**Page**
------------------------------------------------

Part 2
Next, there is your press agent. He used to be a newspaper man, and he is worth $100 a week or not more than a dollar and a quarter. In his office is a stenographer, a mimeographing machine, and a list of six hundred daily newspapers. If he is worth $100 he knows just what each of those newspapers will print and what it will not. It is his business to cover a pound of advertising so completely with an ounce of news that the whole parcel will not be consigned to the waste-basket. Out in Milwaukee and over in Boston you have observed journalistic items like these:
Augustus Thomas is at work on a new play for Charles Frohman. The piece is to be called "The Jew," and will be produced in September.
That's the press agent!
He also designs bills, gets up circulars, sends out photographs, invents "fake stories", and takes the blame for whatever happens that shouldn't have happened. If you have several attractions you will need a press agent in New York and one with each company on the road. In the parlance of the profession, the road press agent is "the man ahead of the show," while the acting manager is "the man back with the show." The terms are self-explanatory. "The man back with the show" keeps the books, "counts up," pays salaries, "jollies" the star, and maintains communication with his principal. During the course of your connection with the theatrical business you will have dealings also with the advertising agent, who supervises the posting of bills; the transfer companies, which haul your production to and from playhouses and railway stations; and scores of other people. You must learn about them from experience.

------------------------------------------------

**Data listing**
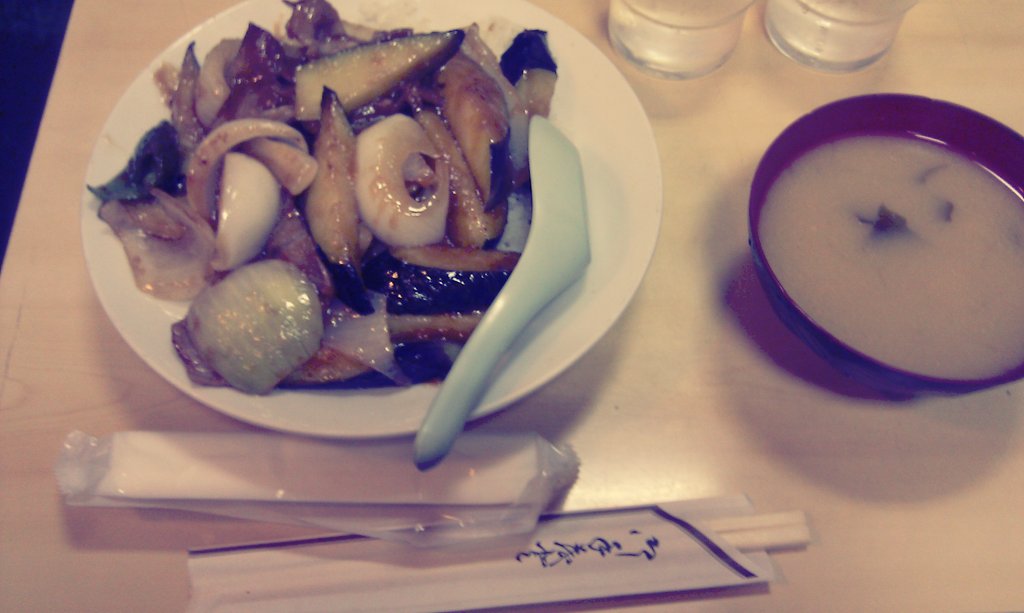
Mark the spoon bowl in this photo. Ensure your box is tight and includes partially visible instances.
[414,117,590,470]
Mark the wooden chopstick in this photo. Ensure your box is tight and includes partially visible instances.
[701,511,811,552]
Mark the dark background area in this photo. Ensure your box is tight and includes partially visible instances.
[0,0,73,268]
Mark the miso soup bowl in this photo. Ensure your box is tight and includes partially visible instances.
[749,94,1024,396]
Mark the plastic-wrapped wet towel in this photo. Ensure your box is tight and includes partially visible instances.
[56,432,579,545]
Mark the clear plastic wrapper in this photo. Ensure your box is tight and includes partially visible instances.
[56,432,579,545]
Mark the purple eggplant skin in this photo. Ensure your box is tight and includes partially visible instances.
[501,30,558,85]
[362,247,518,315]
[304,88,374,315]
[394,341,453,384]
[437,53,515,208]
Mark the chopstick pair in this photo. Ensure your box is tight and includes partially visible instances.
[702,511,811,552]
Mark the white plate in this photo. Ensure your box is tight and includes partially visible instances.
[82,0,662,438]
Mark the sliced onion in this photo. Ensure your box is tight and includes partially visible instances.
[242,138,318,195]
[185,260,324,394]
[212,152,281,270]
[196,38,242,128]
[355,115,450,246]
[324,294,410,385]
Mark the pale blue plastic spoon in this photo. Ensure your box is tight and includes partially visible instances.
[414,117,590,470]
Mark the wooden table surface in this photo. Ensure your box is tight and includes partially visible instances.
[0,0,1024,612]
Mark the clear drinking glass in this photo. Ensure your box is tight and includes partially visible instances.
[765,0,918,73]
[608,0,754,79]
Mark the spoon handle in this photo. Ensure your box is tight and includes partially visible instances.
[414,118,590,470]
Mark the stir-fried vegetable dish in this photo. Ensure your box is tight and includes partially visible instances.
[89,0,557,394]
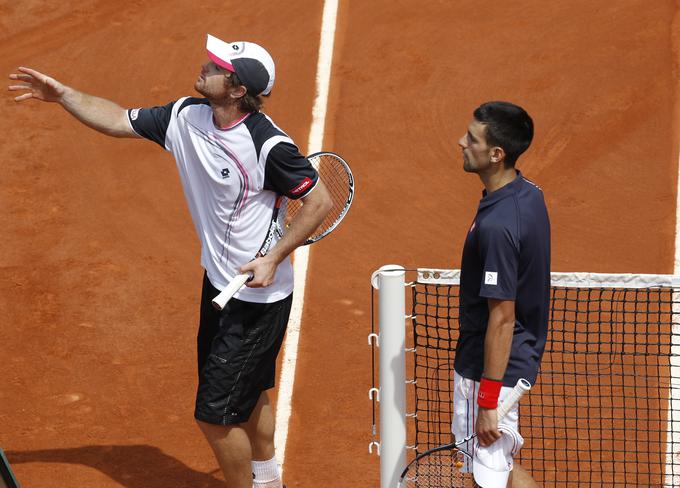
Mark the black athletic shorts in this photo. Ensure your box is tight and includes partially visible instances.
[194,276,293,425]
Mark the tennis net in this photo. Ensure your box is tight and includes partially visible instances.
[372,269,680,488]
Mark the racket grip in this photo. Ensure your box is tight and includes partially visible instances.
[212,273,253,310]
[496,378,531,420]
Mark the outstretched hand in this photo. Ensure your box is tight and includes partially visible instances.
[8,67,66,102]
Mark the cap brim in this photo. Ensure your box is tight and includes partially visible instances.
[205,34,235,73]
[472,461,510,488]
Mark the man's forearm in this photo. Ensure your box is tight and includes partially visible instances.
[269,186,332,263]
[59,87,136,137]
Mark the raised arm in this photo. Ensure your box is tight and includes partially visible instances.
[9,67,140,138]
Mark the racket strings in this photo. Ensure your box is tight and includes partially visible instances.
[283,154,354,242]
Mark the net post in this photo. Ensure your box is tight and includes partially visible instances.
[374,265,406,488]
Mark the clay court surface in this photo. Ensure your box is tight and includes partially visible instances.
[0,0,680,488]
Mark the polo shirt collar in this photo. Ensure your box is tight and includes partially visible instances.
[479,169,523,209]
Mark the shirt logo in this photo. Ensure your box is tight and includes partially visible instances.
[290,178,312,195]
[484,271,498,285]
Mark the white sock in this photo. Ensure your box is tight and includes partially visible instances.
[251,457,281,488]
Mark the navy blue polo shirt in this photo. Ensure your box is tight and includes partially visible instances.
[454,171,550,386]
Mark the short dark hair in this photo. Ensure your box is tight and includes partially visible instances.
[474,102,534,167]
[229,72,262,112]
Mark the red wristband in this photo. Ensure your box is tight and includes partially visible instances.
[477,378,503,409]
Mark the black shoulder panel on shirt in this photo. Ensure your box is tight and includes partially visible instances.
[244,112,288,158]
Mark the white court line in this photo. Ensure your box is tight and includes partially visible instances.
[274,0,338,471]
[664,152,680,488]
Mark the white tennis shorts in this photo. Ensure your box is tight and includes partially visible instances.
[451,373,524,486]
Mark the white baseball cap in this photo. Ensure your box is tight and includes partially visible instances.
[205,34,275,96]
[472,426,524,488]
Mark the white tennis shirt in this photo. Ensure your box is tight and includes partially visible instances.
[127,97,319,303]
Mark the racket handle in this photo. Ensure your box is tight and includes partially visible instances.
[212,273,253,310]
[496,378,531,420]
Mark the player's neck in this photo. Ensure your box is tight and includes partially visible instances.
[210,102,248,129]
[479,163,517,193]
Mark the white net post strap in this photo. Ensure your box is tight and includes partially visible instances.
[372,265,406,488]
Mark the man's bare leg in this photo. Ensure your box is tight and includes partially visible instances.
[246,391,281,488]
[197,420,253,488]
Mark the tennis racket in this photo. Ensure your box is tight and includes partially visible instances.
[212,152,354,310]
[399,379,531,488]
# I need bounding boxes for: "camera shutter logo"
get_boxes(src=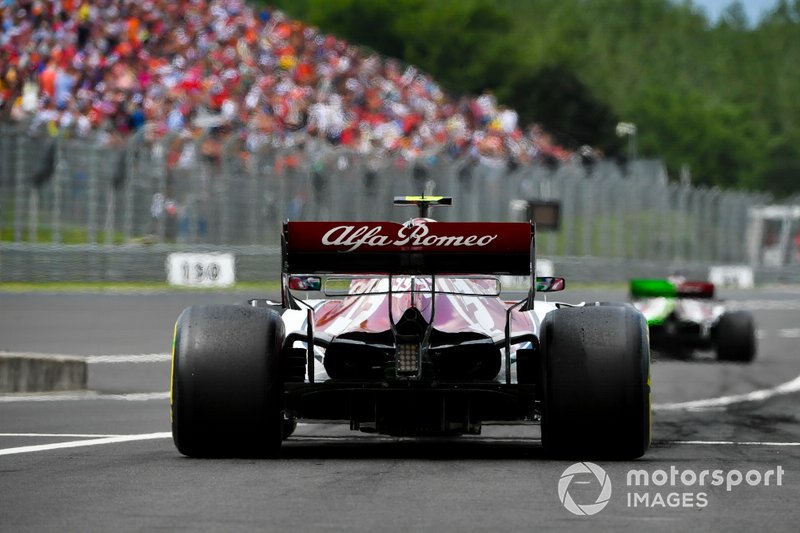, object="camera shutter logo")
[558,462,611,516]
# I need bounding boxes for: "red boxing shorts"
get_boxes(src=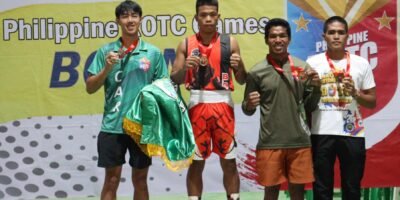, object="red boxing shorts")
[189,90,237,160]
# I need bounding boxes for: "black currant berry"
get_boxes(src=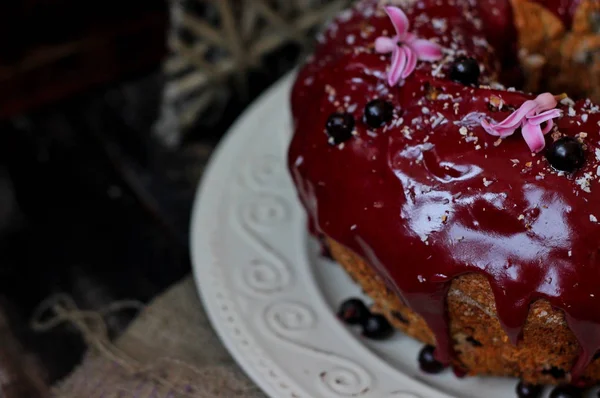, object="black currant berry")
[450,56,481,86]
[338,298,371,325]
[325,113,354,145]
[419,345,444,374]
[546,137,585,172]
[364,99,394,129]
[362,314,394,340]
[517,381,542,398]
[550,385,583,398]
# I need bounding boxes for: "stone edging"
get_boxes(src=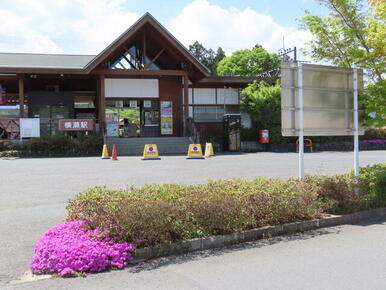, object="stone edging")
[130,207,386,263]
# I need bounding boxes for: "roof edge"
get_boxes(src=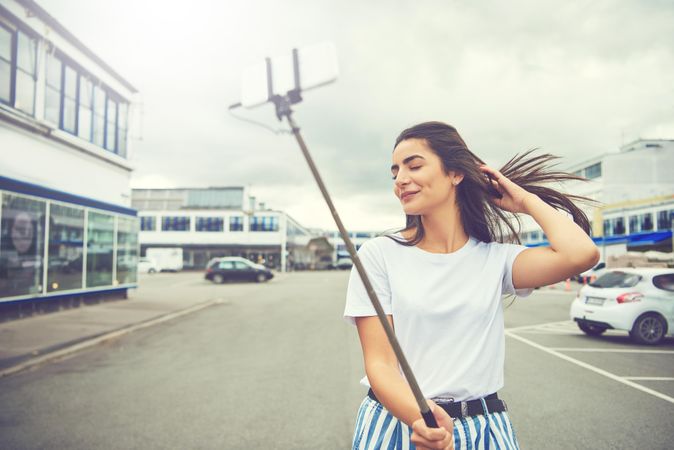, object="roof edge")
[15,0,138,94]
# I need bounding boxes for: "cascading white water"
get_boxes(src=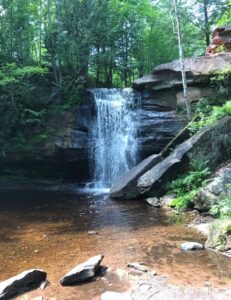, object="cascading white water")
[91,88,138,188]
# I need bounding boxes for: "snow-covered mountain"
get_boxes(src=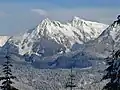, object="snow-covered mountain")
[0,36,9,47]
[3,17,107,56]
[86,20,120,56]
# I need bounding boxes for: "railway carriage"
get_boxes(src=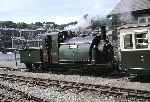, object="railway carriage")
[119,24,150,75]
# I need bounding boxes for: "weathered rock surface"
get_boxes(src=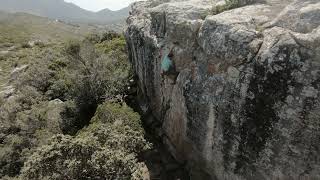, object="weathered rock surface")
[126,0,320,179]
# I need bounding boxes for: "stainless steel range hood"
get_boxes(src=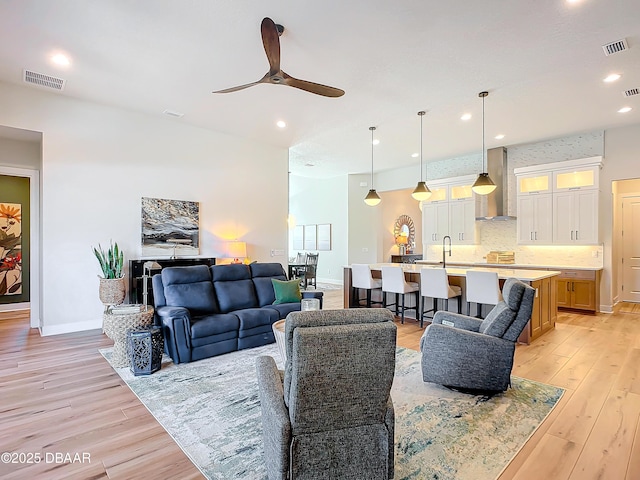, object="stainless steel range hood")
[476,147,516,220]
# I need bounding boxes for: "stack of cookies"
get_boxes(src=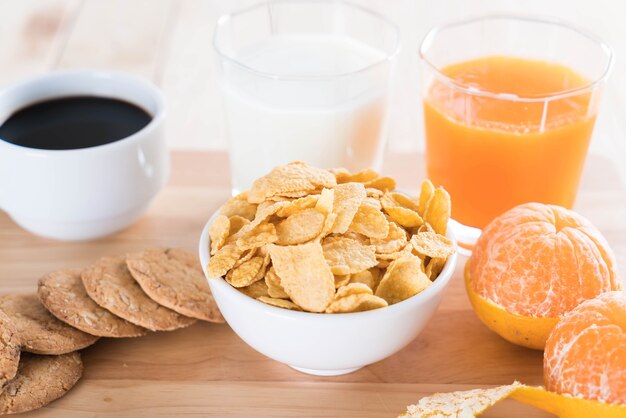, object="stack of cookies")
[0,248,224,414]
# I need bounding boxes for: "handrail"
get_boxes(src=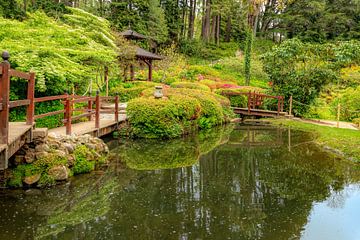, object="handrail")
[9,69,32,80]
[34,95,69,103]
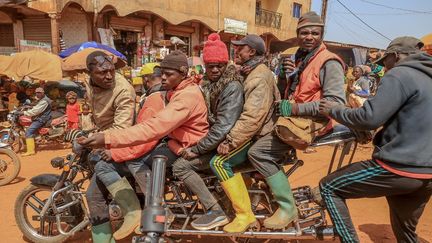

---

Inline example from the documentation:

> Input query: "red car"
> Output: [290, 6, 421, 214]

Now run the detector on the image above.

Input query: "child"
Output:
[66, 91, 80, 130]
[79, 103, 95, 131]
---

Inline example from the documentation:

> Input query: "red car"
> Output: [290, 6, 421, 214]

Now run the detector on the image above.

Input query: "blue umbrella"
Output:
[59, 41, 126, 60]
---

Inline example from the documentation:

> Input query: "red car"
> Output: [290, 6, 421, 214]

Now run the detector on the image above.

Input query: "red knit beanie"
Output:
[203, 33, 228, 63]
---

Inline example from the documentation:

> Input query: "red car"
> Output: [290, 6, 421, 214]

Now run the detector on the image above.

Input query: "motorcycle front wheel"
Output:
[14, 184, 69, 243]
[0, 148, 21, 186]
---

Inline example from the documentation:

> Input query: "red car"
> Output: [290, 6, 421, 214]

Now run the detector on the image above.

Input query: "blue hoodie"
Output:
[330, 53, 432, 174]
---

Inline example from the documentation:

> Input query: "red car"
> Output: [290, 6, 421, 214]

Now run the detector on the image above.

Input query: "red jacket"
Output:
[110, 92, 165, 162]
[105, 78, 209, 155]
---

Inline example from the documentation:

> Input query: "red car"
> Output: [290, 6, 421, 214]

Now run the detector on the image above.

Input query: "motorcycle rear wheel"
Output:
[14, 184, 69, 243]
[0, 148, 21, 186]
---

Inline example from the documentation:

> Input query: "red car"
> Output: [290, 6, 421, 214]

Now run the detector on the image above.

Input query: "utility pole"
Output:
[321, 0, 328, 24]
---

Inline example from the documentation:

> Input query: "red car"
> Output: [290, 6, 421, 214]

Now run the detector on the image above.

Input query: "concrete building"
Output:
[0, 0, 311, 66]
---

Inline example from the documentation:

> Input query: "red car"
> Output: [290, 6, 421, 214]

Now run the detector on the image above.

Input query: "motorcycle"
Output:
[14, 128, 357, 243]
[0, 142, 21, 186]
[0, 106, 67, 153]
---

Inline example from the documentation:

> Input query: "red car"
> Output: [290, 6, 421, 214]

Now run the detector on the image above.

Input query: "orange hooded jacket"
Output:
[110, 92, 165, 162]
[105, 78, 209, 155]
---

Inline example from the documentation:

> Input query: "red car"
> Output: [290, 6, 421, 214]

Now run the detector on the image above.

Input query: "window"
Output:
[293, 3, 301, 18]
[0, 24, 15, 46]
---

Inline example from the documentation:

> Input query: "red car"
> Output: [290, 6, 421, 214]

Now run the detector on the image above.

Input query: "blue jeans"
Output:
[86, 143, 178, 226]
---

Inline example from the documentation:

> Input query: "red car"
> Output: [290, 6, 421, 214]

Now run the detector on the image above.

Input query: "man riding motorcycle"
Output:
[205, 35, 280, 233]
[80, 51, 136, 242]
[20, 87, 52, 156]
[248, 12, 345, 229]
[173, 33, 244, 230]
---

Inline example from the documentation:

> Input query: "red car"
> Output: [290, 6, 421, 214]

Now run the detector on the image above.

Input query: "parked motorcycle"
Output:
[0, 107, 67, 153]
[15, 128, 356, 243]
[0, 142, 21, 186]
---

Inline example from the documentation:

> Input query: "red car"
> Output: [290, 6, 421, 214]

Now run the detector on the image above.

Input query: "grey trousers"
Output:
[172, 153, 217, 210]
[248, 133, 292, 178]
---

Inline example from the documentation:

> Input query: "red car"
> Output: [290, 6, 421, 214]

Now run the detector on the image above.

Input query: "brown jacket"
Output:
[86, 73, 135, 131]
[227, 64, 280, 148]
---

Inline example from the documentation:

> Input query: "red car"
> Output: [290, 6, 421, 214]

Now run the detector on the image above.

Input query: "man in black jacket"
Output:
[173, 34, 244, 230]
[320, 37, 432, 242]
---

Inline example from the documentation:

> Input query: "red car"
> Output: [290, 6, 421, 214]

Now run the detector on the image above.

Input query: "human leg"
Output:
[95, 160, 141, 240]
[387, 180, 432, 243]
[320, 160, 430, 242]
[86, 175, 115, 243]
[173, 153, 228, 230]
[210, 141, 256, 233]
[248, 134, 298, 229]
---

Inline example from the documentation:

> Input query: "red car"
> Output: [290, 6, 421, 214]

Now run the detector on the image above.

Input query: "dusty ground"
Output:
[0, 147, 432, 243]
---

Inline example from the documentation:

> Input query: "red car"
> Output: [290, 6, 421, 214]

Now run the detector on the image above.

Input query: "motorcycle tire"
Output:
[0, 148, 21, 186]
[14, 184, 69, 243]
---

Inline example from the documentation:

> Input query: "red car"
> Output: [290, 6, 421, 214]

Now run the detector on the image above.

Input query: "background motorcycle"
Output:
[0, 143, 21, 186]
[0, 106, 67, 153]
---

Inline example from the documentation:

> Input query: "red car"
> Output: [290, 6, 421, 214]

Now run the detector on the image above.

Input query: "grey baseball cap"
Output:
[231, 34, 265, 55]
[374, 36, 424, 66]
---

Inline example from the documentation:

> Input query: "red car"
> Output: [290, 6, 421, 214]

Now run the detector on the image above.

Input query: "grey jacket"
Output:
[330, 53, 432, 174]
[191, 66, 244, 154]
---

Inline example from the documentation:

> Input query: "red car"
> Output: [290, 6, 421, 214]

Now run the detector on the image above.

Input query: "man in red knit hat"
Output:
[173, 33, 244, 230]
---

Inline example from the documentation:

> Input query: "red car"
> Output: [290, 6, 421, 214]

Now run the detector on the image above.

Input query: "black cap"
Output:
[231, 35, 265, 55]
[374, 36, 424, 66]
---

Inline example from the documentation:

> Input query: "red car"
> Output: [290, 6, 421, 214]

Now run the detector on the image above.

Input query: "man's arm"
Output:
[24, 100, 48, 117]
[330, 73, 409, 130]
[293, 60, 346, 116]
[191, 82, 244, 154]
[109, 90, 135, 130]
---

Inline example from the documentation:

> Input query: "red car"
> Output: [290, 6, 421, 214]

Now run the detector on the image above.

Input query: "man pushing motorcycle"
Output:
[20, 87, 52, 156]
[320, 36, 432, 243]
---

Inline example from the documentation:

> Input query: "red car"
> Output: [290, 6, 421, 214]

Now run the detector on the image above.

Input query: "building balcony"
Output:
[255, 9, 282, 29]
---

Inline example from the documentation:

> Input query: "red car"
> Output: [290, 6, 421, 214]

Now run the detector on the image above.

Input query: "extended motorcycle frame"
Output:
[133, 132, 357, 242]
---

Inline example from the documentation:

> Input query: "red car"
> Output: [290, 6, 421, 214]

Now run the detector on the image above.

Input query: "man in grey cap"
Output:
[320, 36, 432, 242]
[210, 35, 279, 233]
[248, 12, 345, 229]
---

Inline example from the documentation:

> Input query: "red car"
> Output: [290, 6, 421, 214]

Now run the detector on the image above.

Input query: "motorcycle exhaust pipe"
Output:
[137, 155, 168, 242]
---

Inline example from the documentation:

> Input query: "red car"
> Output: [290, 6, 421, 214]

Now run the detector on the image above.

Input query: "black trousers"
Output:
[320, 160, 432, 243]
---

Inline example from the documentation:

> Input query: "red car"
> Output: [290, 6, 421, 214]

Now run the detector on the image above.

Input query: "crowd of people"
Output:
[0, 9, 432, 242]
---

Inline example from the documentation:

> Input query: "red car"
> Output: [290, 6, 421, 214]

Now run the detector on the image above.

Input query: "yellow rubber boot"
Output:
[107, 177, 141, 240]
[22, 138, 36, 156]
[221, 173, 257, 234]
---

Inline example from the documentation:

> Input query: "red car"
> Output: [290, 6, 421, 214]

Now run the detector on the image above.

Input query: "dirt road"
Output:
[0, 145, 432, 243]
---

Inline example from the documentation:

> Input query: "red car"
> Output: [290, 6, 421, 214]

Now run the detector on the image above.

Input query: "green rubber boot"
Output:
[107, 177, 141, 240]
[92, 222, 115, 243]
[264, 170, 298, 229]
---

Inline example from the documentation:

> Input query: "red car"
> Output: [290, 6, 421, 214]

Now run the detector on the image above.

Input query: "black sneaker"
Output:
[191, 210, 229, 230]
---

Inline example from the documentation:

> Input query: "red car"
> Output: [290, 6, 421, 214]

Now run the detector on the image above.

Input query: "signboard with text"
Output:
[19, 40, 51, 52]
[224, 18, 247, 35]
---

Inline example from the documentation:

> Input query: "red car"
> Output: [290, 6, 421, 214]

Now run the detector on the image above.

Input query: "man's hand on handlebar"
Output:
[77, 133, 105, 148]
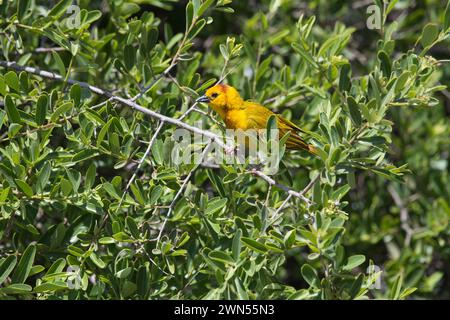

------------------------------------------------

**Direction 1**
Say whether each statement agrees with the passage about the press agent. Answer yes or no and quote the words that decide it.
(a) The road press agent is known as "the man back with the show."
(b) The press agent's office keeps a list of six hundred daily newspapers.
(c) The transfer companies supervise the posting of bills.
**Direction 2**
According to the passage about the press agent, what was the press agent's job before?
**Direction 3**
Carry on the passage about the press agent from its last sentence, in the same voice.

**Exercise output 1**
(a) No: "the road press agent is "the man ahead of the show,""
(b) Yes: "a list of six hundred daily newspapers"
(c) No: "the advertising agent, who supervises the posting of bills"

**Exercise output 2**
He used to be a newspaper man.

**Exercise output 3**
The stage is a land of wonders the geography of which must be pretty thoroughly understood before you can receive any idea as to the working of the miracles that occur in the ten minutes the curtain is down between acts. Of course, you know that the opening through which you witness the performance of a play is called the proscenium arch. The space between the base of this arch and the footlights is known as the "apron." That region into which you have seen canvas disappear when it is hauled up from the stage is the "flies." Directly under the roof is a floor or iron grating from which are suspended the pulleys that bear the weight of this "hanging stuff," and that floor, for obvious reasons, is called the "gridiron." The little balcony fastened to the wall at one side of the stage or another is the "fly gallery." The loose ends of the ropes attached to the "hanging stuff" are fastened here, and it is from this elevation that the "stuff" aforesaid is lifted and lowered. Scenery is of two kinds--"drops" and "flats." Of the latter more anon. "Drops" are curtains of any sort on which are painted the reproductions of exteriors or interiors, and one of the ordinary size weighs about two hundred pounds. In common with everything else suspended in the "flies," these "drops" are counterweighted, so that a couple of men can move them with ease. The other things suspended may be "flies," or "borders," which are painted strips that prevent your seeing any farther up than you are expected to see; "ceiling pieces," platforms, and "border lights," which are tin tubes as long as the stage is wide, open at the bottom, and filled with incandescent globes of various colors for illuminating from above.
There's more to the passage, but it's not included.